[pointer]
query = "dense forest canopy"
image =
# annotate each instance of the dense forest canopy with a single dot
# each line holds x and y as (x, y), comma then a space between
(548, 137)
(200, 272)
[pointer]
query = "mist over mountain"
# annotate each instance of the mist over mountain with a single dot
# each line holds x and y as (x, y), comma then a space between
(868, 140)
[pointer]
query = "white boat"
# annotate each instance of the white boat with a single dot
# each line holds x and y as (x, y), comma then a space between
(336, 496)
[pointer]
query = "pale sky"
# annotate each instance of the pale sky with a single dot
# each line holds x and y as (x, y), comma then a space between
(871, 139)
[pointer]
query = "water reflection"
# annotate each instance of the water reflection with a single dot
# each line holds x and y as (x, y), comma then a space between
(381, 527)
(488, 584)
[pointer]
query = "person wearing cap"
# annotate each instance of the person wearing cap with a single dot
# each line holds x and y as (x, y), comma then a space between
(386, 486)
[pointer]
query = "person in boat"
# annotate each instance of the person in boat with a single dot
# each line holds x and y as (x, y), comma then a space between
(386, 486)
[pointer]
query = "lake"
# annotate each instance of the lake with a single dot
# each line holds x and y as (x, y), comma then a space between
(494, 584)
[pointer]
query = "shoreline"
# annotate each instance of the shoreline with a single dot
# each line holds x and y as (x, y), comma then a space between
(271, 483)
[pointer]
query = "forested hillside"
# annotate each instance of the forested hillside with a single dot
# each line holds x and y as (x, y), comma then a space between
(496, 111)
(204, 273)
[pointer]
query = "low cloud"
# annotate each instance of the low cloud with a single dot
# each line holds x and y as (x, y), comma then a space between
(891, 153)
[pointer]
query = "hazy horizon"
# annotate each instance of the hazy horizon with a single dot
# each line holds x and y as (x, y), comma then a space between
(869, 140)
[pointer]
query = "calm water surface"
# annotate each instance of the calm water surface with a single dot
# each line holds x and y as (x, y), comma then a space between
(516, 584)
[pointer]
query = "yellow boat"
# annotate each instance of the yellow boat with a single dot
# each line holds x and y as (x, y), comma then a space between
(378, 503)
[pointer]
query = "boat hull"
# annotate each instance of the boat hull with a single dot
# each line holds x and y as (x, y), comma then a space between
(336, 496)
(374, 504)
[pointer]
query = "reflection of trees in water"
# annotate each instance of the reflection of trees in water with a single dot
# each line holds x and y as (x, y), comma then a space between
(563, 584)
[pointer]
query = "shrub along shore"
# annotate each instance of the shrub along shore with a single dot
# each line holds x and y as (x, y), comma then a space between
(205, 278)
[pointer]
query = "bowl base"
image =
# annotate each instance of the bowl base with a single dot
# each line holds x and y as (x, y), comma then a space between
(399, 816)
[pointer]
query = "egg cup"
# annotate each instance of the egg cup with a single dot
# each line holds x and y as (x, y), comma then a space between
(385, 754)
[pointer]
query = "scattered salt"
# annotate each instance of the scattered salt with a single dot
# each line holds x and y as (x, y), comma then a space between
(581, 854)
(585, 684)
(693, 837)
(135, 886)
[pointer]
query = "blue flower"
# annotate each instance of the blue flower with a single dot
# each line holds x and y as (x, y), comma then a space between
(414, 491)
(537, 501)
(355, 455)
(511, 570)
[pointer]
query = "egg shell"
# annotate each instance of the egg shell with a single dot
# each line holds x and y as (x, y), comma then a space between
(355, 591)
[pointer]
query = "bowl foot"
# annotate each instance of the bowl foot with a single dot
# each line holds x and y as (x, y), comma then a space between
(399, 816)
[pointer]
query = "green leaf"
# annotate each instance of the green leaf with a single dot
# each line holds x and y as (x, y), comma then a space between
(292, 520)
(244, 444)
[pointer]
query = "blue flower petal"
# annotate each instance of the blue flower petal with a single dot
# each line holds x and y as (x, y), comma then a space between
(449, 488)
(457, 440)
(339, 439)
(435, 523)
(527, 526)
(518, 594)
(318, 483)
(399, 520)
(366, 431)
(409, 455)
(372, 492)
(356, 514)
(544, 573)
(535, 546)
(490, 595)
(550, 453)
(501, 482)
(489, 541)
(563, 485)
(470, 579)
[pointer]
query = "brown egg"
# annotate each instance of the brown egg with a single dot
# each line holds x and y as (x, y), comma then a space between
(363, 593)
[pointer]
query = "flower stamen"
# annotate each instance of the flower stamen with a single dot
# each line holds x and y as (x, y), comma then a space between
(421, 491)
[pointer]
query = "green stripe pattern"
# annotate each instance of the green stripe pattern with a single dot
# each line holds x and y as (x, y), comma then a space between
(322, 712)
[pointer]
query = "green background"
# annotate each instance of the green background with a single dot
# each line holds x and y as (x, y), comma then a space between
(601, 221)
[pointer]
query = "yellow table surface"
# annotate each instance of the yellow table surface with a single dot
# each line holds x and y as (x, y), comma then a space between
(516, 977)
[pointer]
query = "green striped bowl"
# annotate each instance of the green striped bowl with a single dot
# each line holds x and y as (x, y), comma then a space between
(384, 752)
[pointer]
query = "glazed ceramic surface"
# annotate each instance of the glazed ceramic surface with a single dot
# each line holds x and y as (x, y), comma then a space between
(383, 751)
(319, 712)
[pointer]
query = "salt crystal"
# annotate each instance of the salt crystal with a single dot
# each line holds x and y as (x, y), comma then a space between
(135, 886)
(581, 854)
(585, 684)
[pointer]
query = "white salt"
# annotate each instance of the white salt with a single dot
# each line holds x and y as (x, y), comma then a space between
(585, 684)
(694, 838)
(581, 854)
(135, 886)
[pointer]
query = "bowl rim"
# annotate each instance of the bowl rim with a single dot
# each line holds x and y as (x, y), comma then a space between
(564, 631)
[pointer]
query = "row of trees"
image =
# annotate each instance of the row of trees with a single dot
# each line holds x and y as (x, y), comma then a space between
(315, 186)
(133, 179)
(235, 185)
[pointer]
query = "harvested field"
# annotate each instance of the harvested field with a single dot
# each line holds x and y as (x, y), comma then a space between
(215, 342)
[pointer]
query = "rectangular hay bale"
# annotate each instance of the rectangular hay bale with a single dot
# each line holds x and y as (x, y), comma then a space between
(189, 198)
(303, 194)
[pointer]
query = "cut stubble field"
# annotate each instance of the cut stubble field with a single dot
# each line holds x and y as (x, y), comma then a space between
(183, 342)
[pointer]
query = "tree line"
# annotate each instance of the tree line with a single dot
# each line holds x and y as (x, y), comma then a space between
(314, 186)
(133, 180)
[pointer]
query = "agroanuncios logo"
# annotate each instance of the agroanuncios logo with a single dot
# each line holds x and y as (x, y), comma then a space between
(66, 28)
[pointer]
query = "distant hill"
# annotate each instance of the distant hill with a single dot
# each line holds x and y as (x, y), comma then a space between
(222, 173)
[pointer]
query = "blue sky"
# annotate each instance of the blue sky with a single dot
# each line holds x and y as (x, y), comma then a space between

▶ [WHAT IS REQUIRED]: Transcribe the material above in its entirety. Match it exactly.

▶ [SOLVED PROBLEM]:
[pointer]
query = "dense forest canopy"
image =
# annotate each instance of the dense forest canopy with a single dot
# each line holds x and y as (x, y), comma then a space between
(548, 137)
(200, 272)
[pointer]
query = "mist over mountain"
# annotate each instance of the mist over mountain with a single dot
# each line holds x and y as (x, y), comma then a space between
(868, 140)
[pointer]
query = "white boat"
# annotate each instance of the white boat with a single dot
# each line holds x and y as (x, y), comma then a space between
(336, 496)
[pointer]
query = "pale sky"
# annotate each instance of the pale sky with a single dot
# each line holds x and y as (x, y), comma then a space between
(871, 139)
[pointer]
query = "water reflection"
# annotate each instance of the water reflection with a single dot
# each line holds x and y as (x, y), comma then a space between
(381, 527)
(488, 584)
[pointer]
query = "person wearing cap"
# annotate each instance of the person wearing cap with a single dot
# each line holds x and y as (x, y), comma then a space between
(386, 486)
[pointer]
query = "person in boat"
# annotate each instance of the person in boat with a single dot
# each line holds x and y as (x, y), comma then a space between
(386, 486)
[pointer]
query = "lake"
# annotate each instance of the lake with a single dot
# each line holds x and y as (x, y), comma then a space between
(494, 584)
[pointer]
query = "shoreline"
# annotate each instance of the shoreline with a single dot
# each line holds x and y as (x, y), comma then a space between
(271, 483)
[pointer]
query = "forested hillside"
# annotate each instance of the forested hillside with a single dot
# each line holds x and y as (x, y), comma then a space between
(496, 111)
(204, 273)
[pointer]
query = "low cloud"
# annotate each instance of the low cloud with a single dot
# each line holds x and y as (x, y), comma then a space between
(891, 153)
[pointer]
query = "hazy horizon"
# annotate each instance of the hazy horizon with a single dot
# each line holds x and y as (x, y), comma then a space between
(869, 140)
[pointer]
query = "calm water surface"
# annotate each instance of the calm water surface with a single dot
# each line holds x and y as (x, y), comma then a space between
(516, 584)
[pointer]
query = "yellow boat"
# annotate each instance of the yellow boat with a single dot
# each line holds x and y as (x, y), comma then a space between
(378, 503)
[pointer]
query = "boat hull"
# annotate each instance of the boat hull with a single dot
# each line holds x and y as (x, y), comma then a space between
(336, 496)
(374, 504)
[pointer]
query = "reflection of trees in water"
# annotate each instance of the reflection of trees in water with a single dot
# each line holds x and y as (x, y), comma then a space between
(563, 584)
[pointer]
query = "shrub along shore"
# annotate each instance of the shrub along shore with a single dot
# each line holds x and y as (x, y), comma then a space between
(205, 278)
[pointer]
query = "bowl base"
image =
# annotate each instance of the bowl base with a single dot
# each line holds x and y as (x, y), comma then a space between
(399, 816)
[pointer]
query = "egg cup"
# annotate each instance of the egg cup with a single dot
# each line holds x and y as (x, y), comma then a space between
(385, 754)
[pointer]
query = "scattered salt"
# annotate each instance of the scattered salt with a single dot
# each line holds x and y as (x, y), comma then a space between
(581, 854)
(585, 684)
(693, 837)
(135, 886)
[pointer]
query = "blue flower"
# annotate each instance of the blue flower with a single dot
# each line holds x and y as (x, y), comma then a space between
(414, 491)
(537, 501)
(355, 455)
(511, 570)
[pointer]
query = "egg shell"
# annotate each instance of the egg shell with a single dot
# each line holds x and y as (x, y), comma then a space between
(355, 591)
[pointer]
query = "bowl foot"
# annotate each instance of the bowl foot with a single dot
# each line holds x and y as (x, y), comma then a space between
(399, 816)
[pointer]
query = "green leaf"
# annotate each instance of the green leaf with a single dot
# each line holds x and y as (x, y), comma then a space between
(292, 520)
(244, 444)
[pointer]
query = "blue flower petal"
# annotate each instance of the blue flower petal with a single dot
# each line holds x and y as (x, y), comma then a space between
(449, 488)
(457, 440)
(339, 439)
(435, 523)
(527, 526)
(518, 594)
(318, 483)
(399, 520)
(366, 431)
(409, 455)
(372, 492)
(356, 514)
(544, 573)
(535, 546)
(490, 595)
(550, 453)
(501, 482)
(489, 541)
(563, 485)
(470, 579)
[pointer]
query = "brown egg"
# annotate each instance of the brown egg with a single dot
# each line holds x and y as (x, y), comma then a space between
(363, 593)
[pointer]
query = "flower stamen"
# annotate each instance of the flower stamen with a single dot
# each line holds x and y as (x, y), comma then a space between
(421, 491)
[pointer]
query = "green stripe pattern"
# annotate each instance of the green stripe pattern with a single dot
# each line holds x and y as (x, y), comma then a space between
(322, 712)
[pointer]
query = "green background"
# annotate each instance of the green background with a single dot
# each line holds x and y as (x, y), comma then a space between
(601, 221)
[pointer]
query = "yellow table surface"
# annotate each instance of the yellow table surface with a single dot
# each line holds x and y as (x, y), comma then a space between
(516, 977)
[pointer]
query = "green striped bowl"
# annotate each instance of the green striped bowl with a single dot
# each line holds x and y as (x, y), comma then a space between
(384, 752)
[pointer]
query = "glazed ceramic surface"
# annotate each instance of the glazed ceramic surface with a single dot
# each line holds x and y as (x, y), comma then a space between
(383, 751)
(319, 712)
[pointer]
query = "salt crystal"
# annotate each instance of the salt crystal with a single dot
# each line holds x and y as (x, y), comma then a space between
(135, 886)
(581, 854)
(585, 684)
[pointer]
query = "white salt"
# annotate each instance of the white salt with a single dot
# each line holds x and y as (x, y), comma then a space between
(585, 684)
(694, 838)
(581, 854)
(135, 886)
[pointer]
query = "bowl rim"
# annotate each instance of the bowl rim with a single dot
# each line holds x and y as (x, y), comma then a space between
(564, 631)
[pointer]
query = "row of trees"
image =
# annotate each instance of the row of trees with a single dot
# each line holds x and y as (x, y), comma then a space between
(315, 186)
(133, 179)
(235, 185)
[pointer]
query = "harvested field"
# annotate each instance of the harvested field with a single dot
# each line holds x and y as (x, y), comma then a space between
(215, 342)
[pointer]
query = "rectangular hay bale"
# annotate each instance of the rectangular hay bale with a single dot
# each line holds x and y as (x, y), comma then a space between
(189, 198)
(303, 194)
[pointer]
query = "cut stubble field"
# annotate each instance of the cut stubble field with a single dot
# each line holds x and y as (x, y), comma then a space between
(183, 342)
[pointer]
query = "tree line"
# annotate each instance of the tree line with a single dot
# each line holds x and y as (x, y), comma then a space between
(314, 186)
(133, 180)
[pointer]
query = "agroanuncios logo"
# annotate each instance of the agroanuncios logo with a single dot
# each line holds x and y as (x, y), comma then a space between
(66, 28)
[pointer]
query = "distant hill"
# annotate each instance of the distant hill with a single dot
# each line holds x and y as (x, y), comma then a space between
(222, 173)
[pointer]
query = "blue sky"
# annotate each instance of the blue sky with a single dot
# each line holds x and y as (x, y), comma then a space between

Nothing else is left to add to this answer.